[Dataset entries]
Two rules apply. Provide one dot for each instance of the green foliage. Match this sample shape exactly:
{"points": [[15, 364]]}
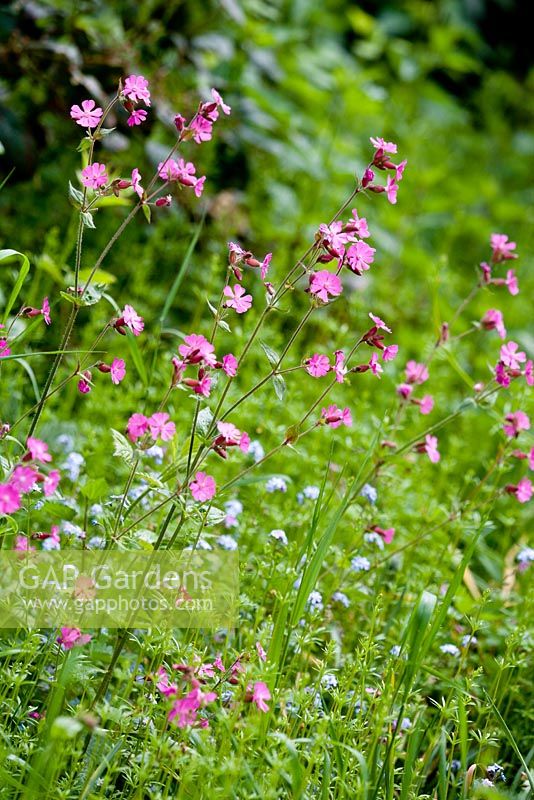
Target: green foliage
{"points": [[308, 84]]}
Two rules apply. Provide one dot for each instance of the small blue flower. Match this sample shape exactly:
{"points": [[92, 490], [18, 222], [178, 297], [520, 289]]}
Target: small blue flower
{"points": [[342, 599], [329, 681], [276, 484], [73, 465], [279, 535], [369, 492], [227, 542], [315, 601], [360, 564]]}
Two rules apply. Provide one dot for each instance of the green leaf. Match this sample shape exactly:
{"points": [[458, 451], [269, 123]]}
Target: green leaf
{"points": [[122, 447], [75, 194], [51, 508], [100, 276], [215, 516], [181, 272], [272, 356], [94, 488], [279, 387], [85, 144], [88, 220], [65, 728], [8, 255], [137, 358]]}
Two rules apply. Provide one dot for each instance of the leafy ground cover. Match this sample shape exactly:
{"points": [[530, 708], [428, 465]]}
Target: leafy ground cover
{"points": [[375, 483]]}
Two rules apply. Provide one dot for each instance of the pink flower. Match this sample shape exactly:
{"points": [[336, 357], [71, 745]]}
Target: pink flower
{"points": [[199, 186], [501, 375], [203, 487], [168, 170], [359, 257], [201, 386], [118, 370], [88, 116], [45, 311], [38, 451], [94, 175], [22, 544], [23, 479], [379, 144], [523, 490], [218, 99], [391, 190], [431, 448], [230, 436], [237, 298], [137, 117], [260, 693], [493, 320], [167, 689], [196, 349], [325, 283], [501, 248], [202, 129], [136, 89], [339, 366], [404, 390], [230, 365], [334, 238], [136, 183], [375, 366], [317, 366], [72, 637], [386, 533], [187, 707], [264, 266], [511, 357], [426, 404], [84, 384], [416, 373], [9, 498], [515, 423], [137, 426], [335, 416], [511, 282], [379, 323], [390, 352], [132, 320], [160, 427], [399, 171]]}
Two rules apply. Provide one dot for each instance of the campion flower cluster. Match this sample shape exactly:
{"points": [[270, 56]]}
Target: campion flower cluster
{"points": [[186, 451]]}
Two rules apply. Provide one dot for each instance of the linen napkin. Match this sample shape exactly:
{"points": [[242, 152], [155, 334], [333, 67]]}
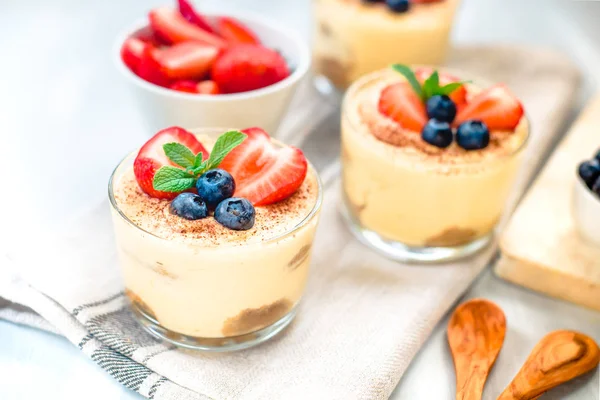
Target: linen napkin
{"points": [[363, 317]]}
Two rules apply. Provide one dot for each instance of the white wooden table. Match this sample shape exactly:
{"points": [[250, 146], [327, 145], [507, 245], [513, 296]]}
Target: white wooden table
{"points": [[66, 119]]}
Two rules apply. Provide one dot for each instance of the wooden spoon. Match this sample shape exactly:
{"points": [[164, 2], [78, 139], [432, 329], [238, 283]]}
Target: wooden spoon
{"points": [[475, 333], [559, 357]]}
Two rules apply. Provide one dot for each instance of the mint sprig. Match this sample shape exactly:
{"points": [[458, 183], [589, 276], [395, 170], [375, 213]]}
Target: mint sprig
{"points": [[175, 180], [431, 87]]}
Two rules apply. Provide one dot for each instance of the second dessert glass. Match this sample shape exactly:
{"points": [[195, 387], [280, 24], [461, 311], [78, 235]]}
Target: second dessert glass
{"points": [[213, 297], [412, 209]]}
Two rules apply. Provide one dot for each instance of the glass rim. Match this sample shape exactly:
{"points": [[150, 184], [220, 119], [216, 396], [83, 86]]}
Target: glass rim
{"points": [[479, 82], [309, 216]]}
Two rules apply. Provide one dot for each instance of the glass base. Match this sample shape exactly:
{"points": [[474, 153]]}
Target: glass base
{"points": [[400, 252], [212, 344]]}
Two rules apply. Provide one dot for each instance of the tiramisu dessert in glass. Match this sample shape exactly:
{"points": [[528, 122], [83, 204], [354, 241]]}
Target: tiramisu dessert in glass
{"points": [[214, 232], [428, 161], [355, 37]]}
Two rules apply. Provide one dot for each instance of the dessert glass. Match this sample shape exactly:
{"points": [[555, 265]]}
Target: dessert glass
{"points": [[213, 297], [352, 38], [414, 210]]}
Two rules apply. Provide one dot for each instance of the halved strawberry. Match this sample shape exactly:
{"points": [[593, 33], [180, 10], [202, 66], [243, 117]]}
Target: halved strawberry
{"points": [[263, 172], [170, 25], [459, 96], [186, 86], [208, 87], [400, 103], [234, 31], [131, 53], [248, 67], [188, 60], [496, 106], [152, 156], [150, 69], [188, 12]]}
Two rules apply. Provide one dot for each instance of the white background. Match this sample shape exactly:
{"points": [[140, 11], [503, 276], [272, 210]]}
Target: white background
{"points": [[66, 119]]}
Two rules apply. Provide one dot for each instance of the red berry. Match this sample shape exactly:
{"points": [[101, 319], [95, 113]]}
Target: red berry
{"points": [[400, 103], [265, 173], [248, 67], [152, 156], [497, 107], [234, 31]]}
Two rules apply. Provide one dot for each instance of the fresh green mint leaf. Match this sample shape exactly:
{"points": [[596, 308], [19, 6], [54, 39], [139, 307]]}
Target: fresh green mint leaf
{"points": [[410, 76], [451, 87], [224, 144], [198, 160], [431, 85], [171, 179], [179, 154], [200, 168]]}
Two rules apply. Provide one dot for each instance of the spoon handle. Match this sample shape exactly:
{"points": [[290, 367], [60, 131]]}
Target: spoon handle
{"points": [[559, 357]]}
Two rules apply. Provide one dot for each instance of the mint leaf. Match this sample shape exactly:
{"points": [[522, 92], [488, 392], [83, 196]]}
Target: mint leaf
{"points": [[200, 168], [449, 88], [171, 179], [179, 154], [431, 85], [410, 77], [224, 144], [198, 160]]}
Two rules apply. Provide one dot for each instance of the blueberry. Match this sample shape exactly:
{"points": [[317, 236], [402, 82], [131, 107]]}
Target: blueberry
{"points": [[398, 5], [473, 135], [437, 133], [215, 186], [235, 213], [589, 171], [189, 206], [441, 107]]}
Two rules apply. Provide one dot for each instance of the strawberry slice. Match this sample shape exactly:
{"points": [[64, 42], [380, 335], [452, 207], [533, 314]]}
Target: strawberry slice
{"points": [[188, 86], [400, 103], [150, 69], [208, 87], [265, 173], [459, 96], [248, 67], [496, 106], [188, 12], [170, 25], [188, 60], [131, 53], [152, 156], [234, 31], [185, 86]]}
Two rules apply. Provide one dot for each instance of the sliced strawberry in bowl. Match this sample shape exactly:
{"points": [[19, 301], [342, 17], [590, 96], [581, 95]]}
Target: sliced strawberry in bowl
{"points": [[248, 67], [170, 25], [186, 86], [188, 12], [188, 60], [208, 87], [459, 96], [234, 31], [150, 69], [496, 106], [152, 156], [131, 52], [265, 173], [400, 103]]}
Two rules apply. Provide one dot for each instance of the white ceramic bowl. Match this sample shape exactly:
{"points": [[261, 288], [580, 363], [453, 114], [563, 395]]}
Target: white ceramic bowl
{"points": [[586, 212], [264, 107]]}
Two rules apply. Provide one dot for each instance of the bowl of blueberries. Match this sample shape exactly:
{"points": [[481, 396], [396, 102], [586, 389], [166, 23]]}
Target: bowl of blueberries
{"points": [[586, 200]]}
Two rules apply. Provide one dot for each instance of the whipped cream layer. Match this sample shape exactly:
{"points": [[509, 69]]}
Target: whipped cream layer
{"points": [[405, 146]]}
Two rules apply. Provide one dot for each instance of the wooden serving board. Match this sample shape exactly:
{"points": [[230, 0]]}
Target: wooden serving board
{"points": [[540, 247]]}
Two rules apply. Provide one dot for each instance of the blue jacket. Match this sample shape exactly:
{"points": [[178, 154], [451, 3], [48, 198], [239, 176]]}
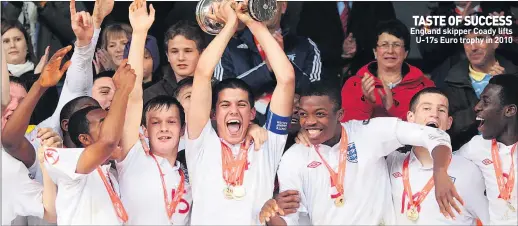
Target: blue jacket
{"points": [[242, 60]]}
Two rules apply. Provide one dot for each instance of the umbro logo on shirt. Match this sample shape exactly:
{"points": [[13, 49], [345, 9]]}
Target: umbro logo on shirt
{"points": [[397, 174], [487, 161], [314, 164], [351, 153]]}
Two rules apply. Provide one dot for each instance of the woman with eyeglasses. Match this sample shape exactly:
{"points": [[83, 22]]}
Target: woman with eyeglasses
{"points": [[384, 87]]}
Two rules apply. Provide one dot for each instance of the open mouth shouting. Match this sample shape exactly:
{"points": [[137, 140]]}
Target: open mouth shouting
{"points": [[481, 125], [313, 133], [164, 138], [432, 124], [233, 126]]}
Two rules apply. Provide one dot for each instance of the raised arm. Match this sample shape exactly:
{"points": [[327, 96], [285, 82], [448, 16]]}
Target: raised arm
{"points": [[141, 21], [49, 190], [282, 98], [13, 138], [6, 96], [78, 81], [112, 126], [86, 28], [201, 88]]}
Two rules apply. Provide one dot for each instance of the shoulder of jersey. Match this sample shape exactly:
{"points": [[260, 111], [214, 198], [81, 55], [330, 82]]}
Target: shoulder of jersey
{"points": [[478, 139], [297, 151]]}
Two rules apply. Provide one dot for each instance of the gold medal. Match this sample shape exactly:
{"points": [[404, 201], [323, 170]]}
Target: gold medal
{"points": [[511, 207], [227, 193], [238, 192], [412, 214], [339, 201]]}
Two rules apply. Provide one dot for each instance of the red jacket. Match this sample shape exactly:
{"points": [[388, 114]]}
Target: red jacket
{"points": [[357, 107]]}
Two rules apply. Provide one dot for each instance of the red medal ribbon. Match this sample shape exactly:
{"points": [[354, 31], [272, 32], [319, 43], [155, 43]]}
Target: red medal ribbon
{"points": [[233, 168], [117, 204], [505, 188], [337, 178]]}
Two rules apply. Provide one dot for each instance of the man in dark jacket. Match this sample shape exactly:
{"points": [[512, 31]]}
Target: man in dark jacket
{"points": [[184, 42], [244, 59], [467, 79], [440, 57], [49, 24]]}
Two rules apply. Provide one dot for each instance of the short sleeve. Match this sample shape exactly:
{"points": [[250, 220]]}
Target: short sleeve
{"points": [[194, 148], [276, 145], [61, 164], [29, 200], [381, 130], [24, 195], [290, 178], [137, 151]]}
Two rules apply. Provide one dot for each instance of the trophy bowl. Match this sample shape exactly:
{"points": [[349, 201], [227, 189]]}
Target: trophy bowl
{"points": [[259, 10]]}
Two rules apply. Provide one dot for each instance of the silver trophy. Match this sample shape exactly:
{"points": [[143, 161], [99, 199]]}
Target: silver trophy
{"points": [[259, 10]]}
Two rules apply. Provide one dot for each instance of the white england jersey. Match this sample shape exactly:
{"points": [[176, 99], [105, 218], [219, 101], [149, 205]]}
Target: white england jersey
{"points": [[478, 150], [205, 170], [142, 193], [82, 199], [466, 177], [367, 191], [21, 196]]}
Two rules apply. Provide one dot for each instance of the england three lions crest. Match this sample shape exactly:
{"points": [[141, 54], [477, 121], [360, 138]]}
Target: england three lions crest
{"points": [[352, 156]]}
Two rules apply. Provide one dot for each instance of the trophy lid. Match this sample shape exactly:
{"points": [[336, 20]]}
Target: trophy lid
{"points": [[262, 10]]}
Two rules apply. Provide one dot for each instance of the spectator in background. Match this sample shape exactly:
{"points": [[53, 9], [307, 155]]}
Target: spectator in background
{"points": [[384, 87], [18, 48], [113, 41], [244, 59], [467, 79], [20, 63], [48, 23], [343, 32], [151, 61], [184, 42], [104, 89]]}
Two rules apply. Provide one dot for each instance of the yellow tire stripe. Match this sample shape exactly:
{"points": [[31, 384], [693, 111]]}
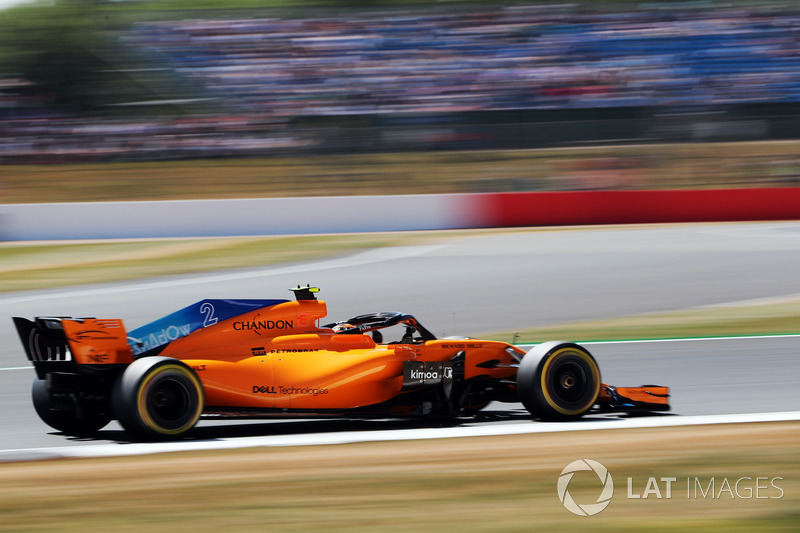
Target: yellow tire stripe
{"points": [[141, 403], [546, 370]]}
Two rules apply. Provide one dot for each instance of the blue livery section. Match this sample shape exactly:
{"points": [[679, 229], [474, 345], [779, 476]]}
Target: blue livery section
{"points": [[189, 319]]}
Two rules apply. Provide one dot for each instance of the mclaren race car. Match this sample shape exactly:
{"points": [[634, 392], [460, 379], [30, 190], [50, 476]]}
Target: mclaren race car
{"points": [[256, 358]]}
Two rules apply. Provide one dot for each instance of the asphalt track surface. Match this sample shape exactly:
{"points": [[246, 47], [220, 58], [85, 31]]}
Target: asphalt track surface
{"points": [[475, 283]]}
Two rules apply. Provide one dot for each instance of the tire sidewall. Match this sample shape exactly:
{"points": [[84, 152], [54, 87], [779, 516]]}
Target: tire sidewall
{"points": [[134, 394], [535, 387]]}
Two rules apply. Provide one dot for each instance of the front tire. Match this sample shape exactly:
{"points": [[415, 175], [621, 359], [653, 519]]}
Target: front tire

» What you need to do
Your response should be the lines of the entries above that include the string "front".

» Exercise answer
Two rules apply. Provide one dot for each instance of the front tire. Match this sample shape exactly:
Target: front tire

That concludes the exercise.